- What needs to be done
Could you rewrite the part of the items that opens with the line containing "drop a dot on the red car in the photo above." and closes with the end of the items, substituting "place a point" for every "drop a dot" and keeping everything else the same? Leave the pictures out of your answer.

== Material provided ==

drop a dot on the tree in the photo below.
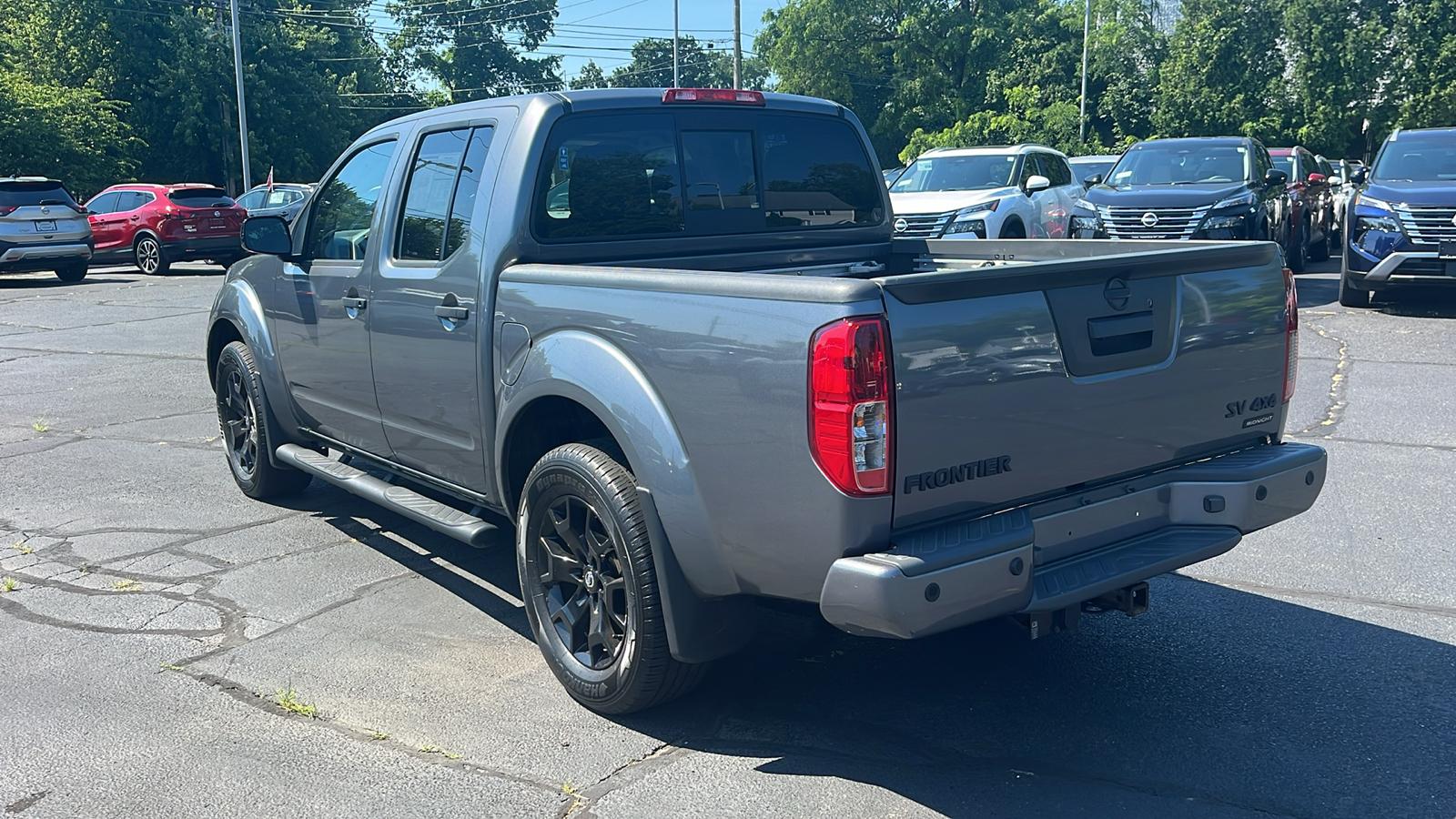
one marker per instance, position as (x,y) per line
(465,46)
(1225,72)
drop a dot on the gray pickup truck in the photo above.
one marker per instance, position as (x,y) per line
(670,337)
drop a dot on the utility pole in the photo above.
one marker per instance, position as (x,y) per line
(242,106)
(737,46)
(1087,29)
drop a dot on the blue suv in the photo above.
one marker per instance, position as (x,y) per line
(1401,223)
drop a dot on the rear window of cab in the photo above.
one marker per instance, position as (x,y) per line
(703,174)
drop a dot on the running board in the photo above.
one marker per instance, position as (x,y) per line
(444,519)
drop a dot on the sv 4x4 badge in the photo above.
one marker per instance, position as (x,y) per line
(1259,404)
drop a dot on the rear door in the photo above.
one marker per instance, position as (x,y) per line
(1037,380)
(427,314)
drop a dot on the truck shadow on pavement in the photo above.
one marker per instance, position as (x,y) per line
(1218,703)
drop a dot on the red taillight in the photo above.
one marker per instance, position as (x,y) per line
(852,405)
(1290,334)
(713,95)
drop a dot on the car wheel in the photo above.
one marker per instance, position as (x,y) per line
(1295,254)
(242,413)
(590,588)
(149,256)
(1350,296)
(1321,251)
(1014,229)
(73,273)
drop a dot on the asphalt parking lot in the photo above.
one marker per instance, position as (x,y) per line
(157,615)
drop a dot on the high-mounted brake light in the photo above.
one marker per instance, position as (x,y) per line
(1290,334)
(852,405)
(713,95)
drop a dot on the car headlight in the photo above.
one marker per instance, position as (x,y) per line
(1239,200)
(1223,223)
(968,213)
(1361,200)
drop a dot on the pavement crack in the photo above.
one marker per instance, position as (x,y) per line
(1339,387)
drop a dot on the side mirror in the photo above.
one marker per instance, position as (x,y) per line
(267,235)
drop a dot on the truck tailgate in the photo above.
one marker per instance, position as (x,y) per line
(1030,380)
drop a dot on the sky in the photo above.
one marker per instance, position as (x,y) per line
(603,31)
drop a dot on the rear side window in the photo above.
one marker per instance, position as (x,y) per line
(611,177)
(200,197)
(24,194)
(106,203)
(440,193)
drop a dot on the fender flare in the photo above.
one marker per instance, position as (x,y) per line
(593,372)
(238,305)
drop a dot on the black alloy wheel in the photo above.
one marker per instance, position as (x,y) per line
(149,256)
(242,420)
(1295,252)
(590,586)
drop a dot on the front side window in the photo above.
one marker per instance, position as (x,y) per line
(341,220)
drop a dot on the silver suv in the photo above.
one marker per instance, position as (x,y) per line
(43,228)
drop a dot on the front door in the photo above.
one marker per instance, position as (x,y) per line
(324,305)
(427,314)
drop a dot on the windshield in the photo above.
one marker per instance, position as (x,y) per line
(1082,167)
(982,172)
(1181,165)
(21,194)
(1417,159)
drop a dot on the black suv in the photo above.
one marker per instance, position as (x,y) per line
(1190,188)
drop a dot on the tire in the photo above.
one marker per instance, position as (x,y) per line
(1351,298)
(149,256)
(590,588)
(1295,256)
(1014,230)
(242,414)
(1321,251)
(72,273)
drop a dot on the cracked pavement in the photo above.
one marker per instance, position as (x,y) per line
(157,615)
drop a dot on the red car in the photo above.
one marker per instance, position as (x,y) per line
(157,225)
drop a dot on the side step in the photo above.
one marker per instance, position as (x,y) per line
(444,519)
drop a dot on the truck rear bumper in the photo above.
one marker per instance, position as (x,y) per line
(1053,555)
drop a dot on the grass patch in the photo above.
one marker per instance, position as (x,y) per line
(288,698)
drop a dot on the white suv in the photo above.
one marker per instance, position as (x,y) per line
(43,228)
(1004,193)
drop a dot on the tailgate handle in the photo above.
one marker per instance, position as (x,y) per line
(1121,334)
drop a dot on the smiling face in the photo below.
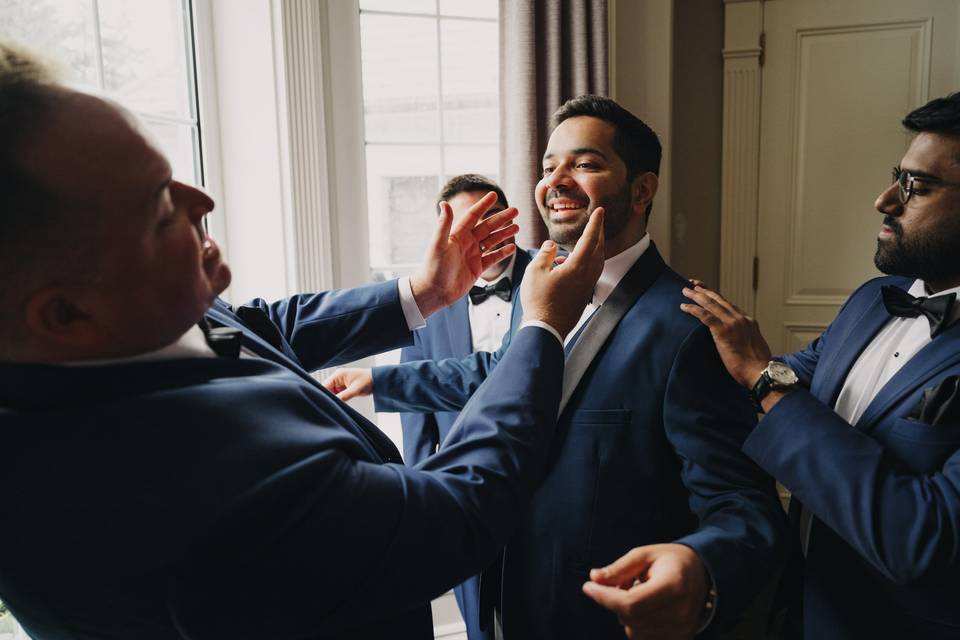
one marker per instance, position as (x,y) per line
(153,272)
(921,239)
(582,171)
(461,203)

===

- Correct output
place a point on the red car in the photo above.
one marker per instance, position as (x,y) per line
(157,225)
place a point on the side step in the photo above.
one marker per instance, position as (x,y) per line
(444,519)
place a point on the truck rear bumper in the photo above.
one marker per instance, position as (x,y) per line
(1053,555)
place a point on the grass patch in the photo above.
one marker per instance, position as (x,y) per line
(288,698)
place a point on the white suv in the photo above.
one marker per instance, position as (x,y) per line
(43,228)
(1004,193)
place a point on the tailgate handle in the photo above.
one marker per instance, position as (x,y) per line
(1121,334)
place a point on the smiling face in the photo below.
one marker per instance, position as (x,y) per line
(153,272)
(921,239)
(582,171)
(461,203)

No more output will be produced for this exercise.